#### Исходный текст

Связующий Моцарта и Сальери…

Это «отвердевание», вызревание полновесного щедрого смысла, усиление интонации, набирающей вескость, звонкость сообразно столь же растущей обратности реальной (Сальериевой) ситуации, слепо, зряче, наконец и спешно движущейся к злодейству, выдержано по всем правилам контрапункта, музыкального художественного алогизма, способного передать фантастическую правду действительности.

«Партия Сальери» в этом ее плане – «дружбы» к Моцарту – строится короче и проще. «Друг Моцарт», – произносит Сальери лишь однажды, лишь при развязке их отношений, лишь после убийства, ибо лишь труп Моцарта («врага», «злейшего врага») может быть воспринят как друг «честным» Сальери. Мягкое, нежное, то бишь размягченное, это «друг Моцарт» звучит жутковатым лиризмом, сообщая финалу вещи болезненную, зловеще-ласковую беглую краску, которая тут же поглотится, впрочем, высокой, открытой трагедией – Моцартовым «Реквиемом», мощным светом «бессмертного гения», покидающего мир.

Удивительна выносливость Сальери, ведущего двойную игру! Удивительна и «честность» его, лишь однажды назвавшего Моцарта другом, лишь в тот миг, когда Моцарт вполне уже на пороге смерти! Честность, обусловленная ненавистью. Слишком большой, чтоб язык повернулся назвать другом живого, еще не обреченного смерти Моцарта! И Сальери именует его так, лишь убедившись, что всецело удался трудный, баснословно счастливый, идеально выполненный замысел злодейства.

########
#### Приведенные записи

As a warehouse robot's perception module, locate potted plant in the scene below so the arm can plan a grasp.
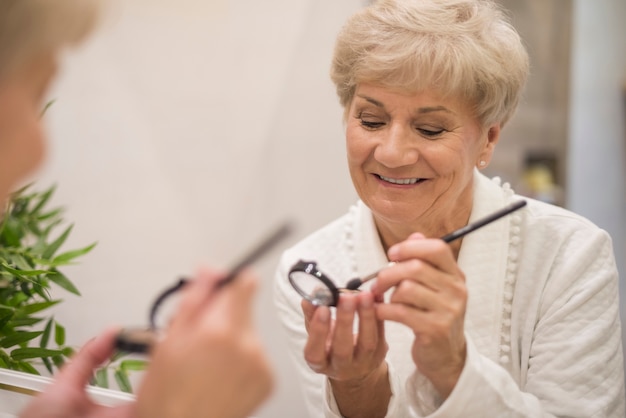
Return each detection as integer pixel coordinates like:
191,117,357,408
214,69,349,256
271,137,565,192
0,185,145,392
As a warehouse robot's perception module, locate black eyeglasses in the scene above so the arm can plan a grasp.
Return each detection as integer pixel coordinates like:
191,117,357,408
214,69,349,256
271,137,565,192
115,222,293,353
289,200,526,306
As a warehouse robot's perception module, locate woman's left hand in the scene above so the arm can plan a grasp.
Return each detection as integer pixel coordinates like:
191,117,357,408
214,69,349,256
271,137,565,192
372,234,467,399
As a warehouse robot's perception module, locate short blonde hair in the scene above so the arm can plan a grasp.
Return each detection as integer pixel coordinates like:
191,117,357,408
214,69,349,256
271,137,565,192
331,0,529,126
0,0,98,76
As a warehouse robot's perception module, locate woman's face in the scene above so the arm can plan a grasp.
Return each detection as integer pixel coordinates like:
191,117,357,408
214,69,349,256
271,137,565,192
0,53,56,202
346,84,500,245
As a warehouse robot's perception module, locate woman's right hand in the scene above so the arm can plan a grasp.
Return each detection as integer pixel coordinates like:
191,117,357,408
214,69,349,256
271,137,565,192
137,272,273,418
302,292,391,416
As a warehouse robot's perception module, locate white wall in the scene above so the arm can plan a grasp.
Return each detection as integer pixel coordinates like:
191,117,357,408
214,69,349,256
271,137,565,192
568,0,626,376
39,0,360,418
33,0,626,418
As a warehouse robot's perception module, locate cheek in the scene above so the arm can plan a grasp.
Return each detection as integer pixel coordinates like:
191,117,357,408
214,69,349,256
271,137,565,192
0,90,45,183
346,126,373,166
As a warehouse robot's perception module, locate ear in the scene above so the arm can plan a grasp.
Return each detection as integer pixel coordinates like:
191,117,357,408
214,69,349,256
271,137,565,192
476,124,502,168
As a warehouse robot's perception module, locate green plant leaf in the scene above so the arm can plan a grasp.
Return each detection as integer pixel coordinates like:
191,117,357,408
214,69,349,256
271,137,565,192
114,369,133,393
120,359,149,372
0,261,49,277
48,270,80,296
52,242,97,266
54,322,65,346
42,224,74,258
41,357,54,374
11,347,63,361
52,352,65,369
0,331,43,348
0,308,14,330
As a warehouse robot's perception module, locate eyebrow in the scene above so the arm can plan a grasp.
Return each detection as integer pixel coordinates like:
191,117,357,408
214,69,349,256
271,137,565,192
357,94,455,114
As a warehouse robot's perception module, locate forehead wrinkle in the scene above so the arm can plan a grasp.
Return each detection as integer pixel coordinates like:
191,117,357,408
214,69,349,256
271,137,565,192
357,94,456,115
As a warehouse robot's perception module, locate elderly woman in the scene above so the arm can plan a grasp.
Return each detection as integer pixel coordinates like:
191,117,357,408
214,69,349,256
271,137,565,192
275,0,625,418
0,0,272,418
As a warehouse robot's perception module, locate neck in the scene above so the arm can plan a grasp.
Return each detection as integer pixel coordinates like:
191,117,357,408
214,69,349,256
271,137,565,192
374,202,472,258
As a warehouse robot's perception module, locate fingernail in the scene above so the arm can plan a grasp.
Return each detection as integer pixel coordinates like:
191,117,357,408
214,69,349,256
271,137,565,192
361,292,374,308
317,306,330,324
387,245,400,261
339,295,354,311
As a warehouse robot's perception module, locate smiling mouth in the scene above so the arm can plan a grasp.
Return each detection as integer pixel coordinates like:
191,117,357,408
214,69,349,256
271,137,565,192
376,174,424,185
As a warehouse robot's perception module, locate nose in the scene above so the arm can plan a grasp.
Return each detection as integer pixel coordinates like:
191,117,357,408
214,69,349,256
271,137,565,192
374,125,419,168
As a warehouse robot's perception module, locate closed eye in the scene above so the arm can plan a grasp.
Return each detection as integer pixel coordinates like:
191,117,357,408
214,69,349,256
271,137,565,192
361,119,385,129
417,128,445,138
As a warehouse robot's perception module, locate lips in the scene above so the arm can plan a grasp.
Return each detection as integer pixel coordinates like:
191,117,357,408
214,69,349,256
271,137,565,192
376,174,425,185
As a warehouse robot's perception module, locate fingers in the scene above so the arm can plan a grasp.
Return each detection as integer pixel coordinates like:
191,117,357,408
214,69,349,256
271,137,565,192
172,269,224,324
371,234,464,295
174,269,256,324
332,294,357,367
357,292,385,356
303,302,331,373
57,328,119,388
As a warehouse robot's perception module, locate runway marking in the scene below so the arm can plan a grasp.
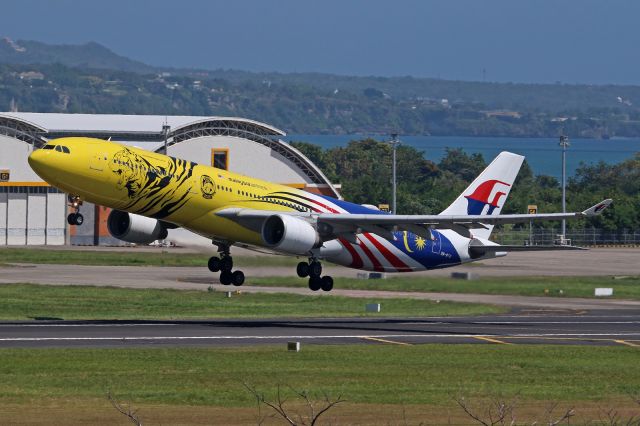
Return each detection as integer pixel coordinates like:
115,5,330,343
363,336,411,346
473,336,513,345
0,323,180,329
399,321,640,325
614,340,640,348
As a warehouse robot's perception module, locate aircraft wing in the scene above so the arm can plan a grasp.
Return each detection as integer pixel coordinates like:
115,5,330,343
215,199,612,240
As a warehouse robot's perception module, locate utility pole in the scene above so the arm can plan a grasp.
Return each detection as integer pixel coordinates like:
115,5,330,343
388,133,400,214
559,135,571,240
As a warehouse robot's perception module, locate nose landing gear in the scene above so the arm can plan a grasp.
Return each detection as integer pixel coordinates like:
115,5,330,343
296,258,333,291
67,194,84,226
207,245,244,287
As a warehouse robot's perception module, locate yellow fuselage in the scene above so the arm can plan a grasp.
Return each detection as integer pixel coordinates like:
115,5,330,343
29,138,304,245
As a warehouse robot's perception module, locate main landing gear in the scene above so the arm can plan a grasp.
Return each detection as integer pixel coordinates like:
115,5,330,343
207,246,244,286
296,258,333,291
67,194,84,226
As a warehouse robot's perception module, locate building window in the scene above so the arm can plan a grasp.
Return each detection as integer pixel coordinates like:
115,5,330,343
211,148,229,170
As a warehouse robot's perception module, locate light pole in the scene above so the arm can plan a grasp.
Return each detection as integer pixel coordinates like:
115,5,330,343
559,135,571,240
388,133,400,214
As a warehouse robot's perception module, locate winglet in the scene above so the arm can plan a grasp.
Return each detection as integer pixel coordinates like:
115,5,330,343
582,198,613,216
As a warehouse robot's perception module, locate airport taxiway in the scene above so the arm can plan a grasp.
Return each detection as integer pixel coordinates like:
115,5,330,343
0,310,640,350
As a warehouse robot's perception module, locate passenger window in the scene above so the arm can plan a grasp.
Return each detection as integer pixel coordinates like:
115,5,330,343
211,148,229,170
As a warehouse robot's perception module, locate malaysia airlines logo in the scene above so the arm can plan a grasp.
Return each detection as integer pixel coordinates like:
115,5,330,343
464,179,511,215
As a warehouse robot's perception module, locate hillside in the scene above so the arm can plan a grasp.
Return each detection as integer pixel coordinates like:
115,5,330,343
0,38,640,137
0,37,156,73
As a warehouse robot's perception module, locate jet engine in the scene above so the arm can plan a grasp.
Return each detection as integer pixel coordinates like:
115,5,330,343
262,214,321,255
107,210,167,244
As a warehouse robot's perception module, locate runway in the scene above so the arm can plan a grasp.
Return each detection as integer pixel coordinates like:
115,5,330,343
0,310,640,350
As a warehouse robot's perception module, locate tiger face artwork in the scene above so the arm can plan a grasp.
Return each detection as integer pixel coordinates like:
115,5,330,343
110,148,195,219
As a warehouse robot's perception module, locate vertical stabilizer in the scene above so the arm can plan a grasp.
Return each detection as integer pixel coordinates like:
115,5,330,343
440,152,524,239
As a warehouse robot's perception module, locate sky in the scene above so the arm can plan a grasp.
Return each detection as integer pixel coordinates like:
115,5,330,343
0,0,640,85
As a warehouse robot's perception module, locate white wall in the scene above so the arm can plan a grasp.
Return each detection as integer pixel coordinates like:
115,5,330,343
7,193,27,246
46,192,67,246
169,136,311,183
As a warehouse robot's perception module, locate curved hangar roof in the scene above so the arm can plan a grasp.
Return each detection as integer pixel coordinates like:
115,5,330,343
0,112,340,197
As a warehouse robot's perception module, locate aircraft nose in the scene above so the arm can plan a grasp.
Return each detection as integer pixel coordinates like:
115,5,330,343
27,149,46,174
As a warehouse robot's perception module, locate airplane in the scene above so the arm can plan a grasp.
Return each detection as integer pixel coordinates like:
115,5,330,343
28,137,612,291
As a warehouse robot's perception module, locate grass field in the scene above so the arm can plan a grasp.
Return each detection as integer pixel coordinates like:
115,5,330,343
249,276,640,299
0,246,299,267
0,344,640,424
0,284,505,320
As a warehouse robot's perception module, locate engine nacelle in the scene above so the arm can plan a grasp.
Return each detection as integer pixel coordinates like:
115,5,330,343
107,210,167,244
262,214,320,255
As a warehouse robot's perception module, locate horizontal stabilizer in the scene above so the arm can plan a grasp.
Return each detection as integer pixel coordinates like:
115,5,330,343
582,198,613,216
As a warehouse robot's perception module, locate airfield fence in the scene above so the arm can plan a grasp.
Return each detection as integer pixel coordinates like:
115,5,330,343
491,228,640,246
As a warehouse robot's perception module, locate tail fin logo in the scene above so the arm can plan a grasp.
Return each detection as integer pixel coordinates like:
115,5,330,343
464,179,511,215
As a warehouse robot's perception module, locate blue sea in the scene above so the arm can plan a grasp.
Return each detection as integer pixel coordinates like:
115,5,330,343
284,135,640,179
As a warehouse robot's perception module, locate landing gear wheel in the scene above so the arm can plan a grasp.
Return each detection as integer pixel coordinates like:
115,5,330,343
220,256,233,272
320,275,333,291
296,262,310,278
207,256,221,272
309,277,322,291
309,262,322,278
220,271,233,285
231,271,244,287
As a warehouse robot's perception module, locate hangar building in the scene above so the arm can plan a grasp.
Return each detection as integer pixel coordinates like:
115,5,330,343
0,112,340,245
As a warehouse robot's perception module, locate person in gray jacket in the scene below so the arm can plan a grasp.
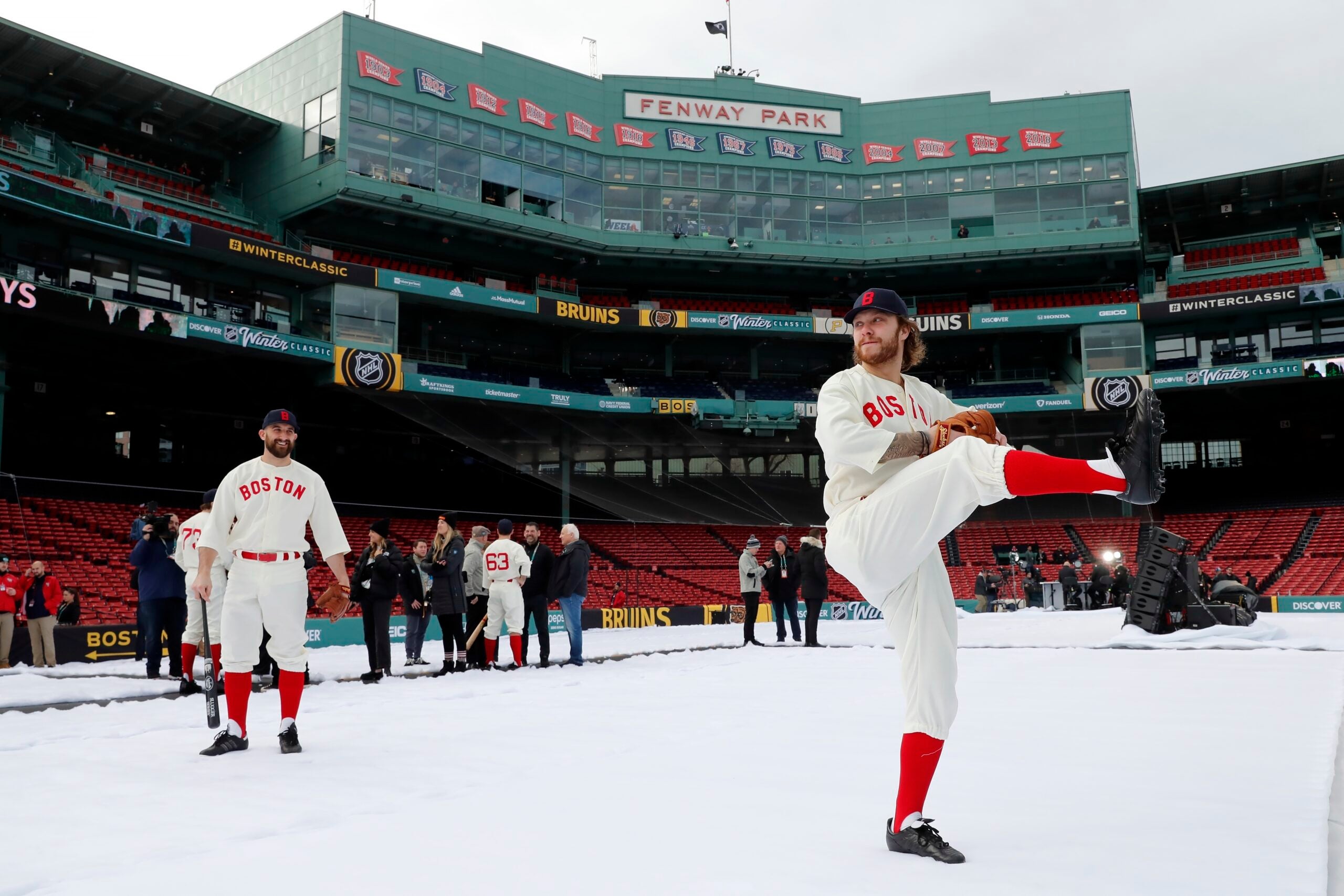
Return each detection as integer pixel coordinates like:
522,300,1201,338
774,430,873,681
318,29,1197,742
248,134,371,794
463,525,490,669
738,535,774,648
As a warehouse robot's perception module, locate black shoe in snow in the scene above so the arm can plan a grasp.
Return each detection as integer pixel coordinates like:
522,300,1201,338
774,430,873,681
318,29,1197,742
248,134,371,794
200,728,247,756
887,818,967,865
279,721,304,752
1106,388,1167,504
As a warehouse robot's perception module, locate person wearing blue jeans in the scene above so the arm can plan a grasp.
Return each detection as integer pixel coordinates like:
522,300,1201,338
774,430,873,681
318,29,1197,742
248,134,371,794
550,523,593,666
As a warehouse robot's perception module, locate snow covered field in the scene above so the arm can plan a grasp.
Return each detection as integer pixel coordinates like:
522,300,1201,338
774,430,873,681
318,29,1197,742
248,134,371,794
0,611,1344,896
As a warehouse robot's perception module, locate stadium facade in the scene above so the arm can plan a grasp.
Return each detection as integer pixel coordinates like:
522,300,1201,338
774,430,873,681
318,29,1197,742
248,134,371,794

########

### Задания:
a) Перепишите слово в слово отрывок исходного текста от слов «Удивительна выносливость Сальери, ведущего» до слов «выполненный замысел злодейства.» включительно.
b) Чем, согласно исходному тексту, тут же поглощается зловеще-ласковая краска финала?
c) Перечислите все определения, которыми в последнем предложении исходного текста охарактеризован замысел злодейства.
Записи никак не связаны с исходным текстом.

### Ответы:
a)
Удивительна выносливость Сальери, ведущего двойную игру! Удивительна и «честность» его, лишь однажды назвавшего Моцарта другом, лишь в тот миг, когда Моцарт вполне уже на пороге смерти! Честность, обусловленная ненавистью. Слишком большой, чтоб язык повернулся назвать другом живого, еще не обреченного смерти Моцарта! И Сальери именует его так, лишь убедившись, что всецело удался трудный, баснословно счастливый, идеально выполненный замысел злодейства.

b) Высокой, открытой трагедией — Моцартовым «Реквиемом».

c) Трудный; баснословно счастливый; идеально выполненный.